- Text segment -
------------

Each of these elements can be found in the Jeju Olle experience.

The message of Jeju Olle, expressed in Suh’s “rules” for walking the trails, provides an apt metaphor for well-being:

Walk slowly. Go at your own pace, enjoying the scenery. Do what you’ve always wanted to do. Interact with the local community, “grasping their willing hands.” All routes are “the best.” Walk lightly on this earth, with the least amount of harm to it – or to others. Talk to strangers along the way. Go green. Follow ancient footpaths. Maintain safety.

It isn’t only the walkers who benefit, however; each person potentially carries this message home to his or her local community.

Jeju Olle is helping to heal the people of Jeju as well. Referring to the island’s “scars,” Suh has suggested that peace is an ultimate and universal value, reflected in these trails.

“Jeju is my ‘hometown,’” said Jeju National University instructor Han Youngsook, who has walked every Jeju Olle trail, some of them repeatedly. “Maybe visitors who walk for many days in a row feel more ‘healing power’ – but after walking an Olle trail, I always feel happy and pleased with myself, stronger and more energetic, refreshed, with a ‘clear mind’ and the recollection of many good memories from my childhood.”

Suh Myung Sook, in recent efforts to integrate Jeju Olle with other trail systems around the world, now dreams of Jeju as the center for Asian eco-tourism.

In war-torn Asia, this may be just what the doctor ordered.

***

In a brief follow-up interview Suh Myung Sook, founder of Jeju Olle, had this to add:

Regarding Jeju Olle and the healing of Korea’s wounded psyche, what are your thoughts?

I believe that it’s a very accurate and insightful analysis. In fact, from what I’ve heard, Jeju Olle is healing the minds of many. In reality, nature has a therapeutic effect, often called “eco-healing.” Yet, why are so many people experiencing and talking about a healing effect after walking Jeju Olle? It’s because Jeju’s nature is not too big, not too wide, not too vast, yet still very beautiful and lyrical. Standing in front of vast and magnificent forms of nature, people are not only in awe but also daunted and intimidated, reminded of human insignificance. However, Jeju’s soft oreums and wide ocean nurse humans, and nurture their minds. That’s why Jeju Olle is a healing trail.

------------

- Information -
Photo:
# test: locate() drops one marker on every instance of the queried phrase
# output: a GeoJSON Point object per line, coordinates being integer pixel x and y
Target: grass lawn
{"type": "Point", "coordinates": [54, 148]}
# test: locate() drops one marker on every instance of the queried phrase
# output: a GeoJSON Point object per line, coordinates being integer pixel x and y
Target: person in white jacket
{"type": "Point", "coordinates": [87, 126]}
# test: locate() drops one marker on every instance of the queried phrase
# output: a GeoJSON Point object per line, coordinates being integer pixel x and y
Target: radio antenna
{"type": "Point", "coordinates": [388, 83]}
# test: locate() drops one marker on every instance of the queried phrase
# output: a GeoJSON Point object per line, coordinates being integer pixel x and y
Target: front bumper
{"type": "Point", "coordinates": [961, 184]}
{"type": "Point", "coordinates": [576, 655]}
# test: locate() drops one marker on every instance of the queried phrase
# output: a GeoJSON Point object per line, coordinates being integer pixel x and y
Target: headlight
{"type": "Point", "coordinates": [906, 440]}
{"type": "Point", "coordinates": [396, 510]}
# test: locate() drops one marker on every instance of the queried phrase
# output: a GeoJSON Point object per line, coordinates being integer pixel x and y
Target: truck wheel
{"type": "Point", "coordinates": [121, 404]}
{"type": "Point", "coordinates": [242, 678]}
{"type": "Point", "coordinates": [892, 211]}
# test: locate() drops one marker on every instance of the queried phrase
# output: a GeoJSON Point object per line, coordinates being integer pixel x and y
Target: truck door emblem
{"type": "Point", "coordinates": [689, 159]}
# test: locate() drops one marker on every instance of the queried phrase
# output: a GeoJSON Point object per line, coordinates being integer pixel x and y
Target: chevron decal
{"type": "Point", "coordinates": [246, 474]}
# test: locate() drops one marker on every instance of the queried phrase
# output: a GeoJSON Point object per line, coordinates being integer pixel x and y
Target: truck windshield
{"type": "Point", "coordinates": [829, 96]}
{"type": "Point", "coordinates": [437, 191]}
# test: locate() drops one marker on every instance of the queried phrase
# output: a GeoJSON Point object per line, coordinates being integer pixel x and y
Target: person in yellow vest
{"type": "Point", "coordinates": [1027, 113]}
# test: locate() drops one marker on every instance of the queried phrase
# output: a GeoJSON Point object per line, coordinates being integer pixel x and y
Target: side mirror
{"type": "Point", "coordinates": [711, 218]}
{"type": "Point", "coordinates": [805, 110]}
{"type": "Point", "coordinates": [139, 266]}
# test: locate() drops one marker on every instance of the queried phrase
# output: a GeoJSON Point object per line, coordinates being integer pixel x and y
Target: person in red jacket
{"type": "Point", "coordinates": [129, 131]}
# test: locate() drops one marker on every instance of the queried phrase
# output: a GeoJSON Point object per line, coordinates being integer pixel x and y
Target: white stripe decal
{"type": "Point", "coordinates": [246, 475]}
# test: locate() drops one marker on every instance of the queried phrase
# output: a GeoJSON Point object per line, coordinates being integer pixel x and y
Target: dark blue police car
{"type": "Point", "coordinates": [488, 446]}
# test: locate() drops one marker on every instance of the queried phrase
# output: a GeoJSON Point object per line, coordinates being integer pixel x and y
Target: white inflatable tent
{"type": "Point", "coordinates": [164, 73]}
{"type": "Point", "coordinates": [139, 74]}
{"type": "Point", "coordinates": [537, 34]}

------------

- Work instructions -
Can you transcribe the Jeju Olle passage between "Each of these" and "her local community.", inclusive?

- Response area -
Each of these elements can be found in the Jeju Olle experience.

The message of Jeju Olle, expressed in Suh’s “rules” for walking the trails, provides an apt metaphor for well-being:

Walk slowly. Go at your own pace, enjoying the scenery. Do what you’ve always wanted to do. Interact with the local community, “grasping their willing hands.” All routes are “the best.” Walk lightly on this earth, with the least amount of harm to it – or to others. Talk to strangers along the way. Go green. Follow ancient footpaths. Maintain safety.

It isn’t only the walkers who benefit, however; each person potentially carries this message home to his or her local community.